## Stated exercise:
Are you able to quote each entry exactly as written?

[Pointing records]
__________

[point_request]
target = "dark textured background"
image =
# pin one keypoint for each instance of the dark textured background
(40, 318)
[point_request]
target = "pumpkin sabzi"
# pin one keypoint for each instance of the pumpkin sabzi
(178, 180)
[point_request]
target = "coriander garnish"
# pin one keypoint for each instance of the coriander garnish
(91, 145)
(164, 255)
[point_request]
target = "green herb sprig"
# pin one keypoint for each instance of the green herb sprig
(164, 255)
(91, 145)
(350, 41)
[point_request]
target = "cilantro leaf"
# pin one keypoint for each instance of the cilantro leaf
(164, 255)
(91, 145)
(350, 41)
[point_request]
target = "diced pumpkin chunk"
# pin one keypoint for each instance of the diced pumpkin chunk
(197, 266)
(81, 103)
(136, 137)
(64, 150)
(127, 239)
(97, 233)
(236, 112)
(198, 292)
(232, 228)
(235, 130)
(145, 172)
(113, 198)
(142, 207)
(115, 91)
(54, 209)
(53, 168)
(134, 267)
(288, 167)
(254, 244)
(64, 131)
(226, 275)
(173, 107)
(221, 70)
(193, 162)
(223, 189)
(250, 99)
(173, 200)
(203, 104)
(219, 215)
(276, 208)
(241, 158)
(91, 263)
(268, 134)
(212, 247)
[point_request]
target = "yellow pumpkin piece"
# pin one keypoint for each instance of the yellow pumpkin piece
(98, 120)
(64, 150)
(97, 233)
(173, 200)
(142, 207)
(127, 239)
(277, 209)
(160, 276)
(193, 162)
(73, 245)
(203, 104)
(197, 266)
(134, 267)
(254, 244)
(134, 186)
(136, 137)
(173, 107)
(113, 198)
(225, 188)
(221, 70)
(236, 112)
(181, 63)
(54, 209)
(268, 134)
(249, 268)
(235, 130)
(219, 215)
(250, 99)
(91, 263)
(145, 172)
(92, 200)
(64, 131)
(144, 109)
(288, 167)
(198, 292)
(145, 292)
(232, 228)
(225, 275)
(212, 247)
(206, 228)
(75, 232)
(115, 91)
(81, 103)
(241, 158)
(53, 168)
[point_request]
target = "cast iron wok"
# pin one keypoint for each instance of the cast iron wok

__________

## Solution for this task:
[point_request]
target = "dark textured background"
image =
# pin one keypoint for each instance of the dark textured background
(40, 318)
[point_request]
target = "pumpkin sabzi"
# pin one keypoint for each instance of the pumpkin sabzi
(178, 180)
[point_request]
target = "coriander garnish"
# pin one keypoint for each instance of the coriander garnish
(91, 145)
(164, 255)
[point_request]
target = "green herb sprig"
# pin one keypoint for each instance of the green herb sprig
(164, 255)
(91, 145)
(350, 41)
[point_request]
target = "cilantro leaf"
# pin one keypoint for each instance of the cilantro leaf
(164, 255)
(91, 145)
(350, 41)
[point_request]
target = "diced pumpkin chunk"
# pin one keypoint for each instance of the diced pumpkin chunk
(197, 266)
(81, 103)
(136, 137)
(64, 150)
(127, 239)
(97, 233)
(236, 112)
(198, 292)
(232, 228)
(235, 130)
(145, 172)
(113, 198)
(142, 207)
(115, 91)
(54, 209)
(53, 168)
(134, 267)
(288, 167)
(254, 244)
(64, 131)
(226, 275)
(173, 107)
(221, 70)
(193, 162)
(223, 189)
(250, 99)
(173, 200)
(203, 104)
(219, 215)
(276, 208)
(241, 158)
(91, 263)
(268, 134)
(212, 247)
[point_request]
target = "yellow pumpkin piece"
# pin one keypoint for each instance of the yellow pumpkin piece
(98, 120)
(64, 150)
(97, 233)
(173, 200)
(142, 207)
(127, 239)
(277, 209)
(160, 276)
(193, 162)
(73, 245)
(203, 104)
(197, 266)
(134, 267)
(254, 244)
(134, 186)
(136, 137)
(173, 107)
(113, 198)
(225, 188)
(221, 70)
(236, 112)
(181, 63)
(54, 209)
(268, 134)
(249, 268)
(235, 130)
(219, 215)
(250, 99)
(91, 263)
(145, 172)
(92, 200)
(64, 131)
(144, 109)
(288, 167)
(198, 292)
(145, 292)
(232, 228)
(225, 275)
(212, 247)
(206, 228)
(75, 232)
(115, 91)
(81, 103)
(241, 158)
(53, 168)
[point_request]
target = "cast iron wok"
# pin one keypoint for each instance of the cast iron wok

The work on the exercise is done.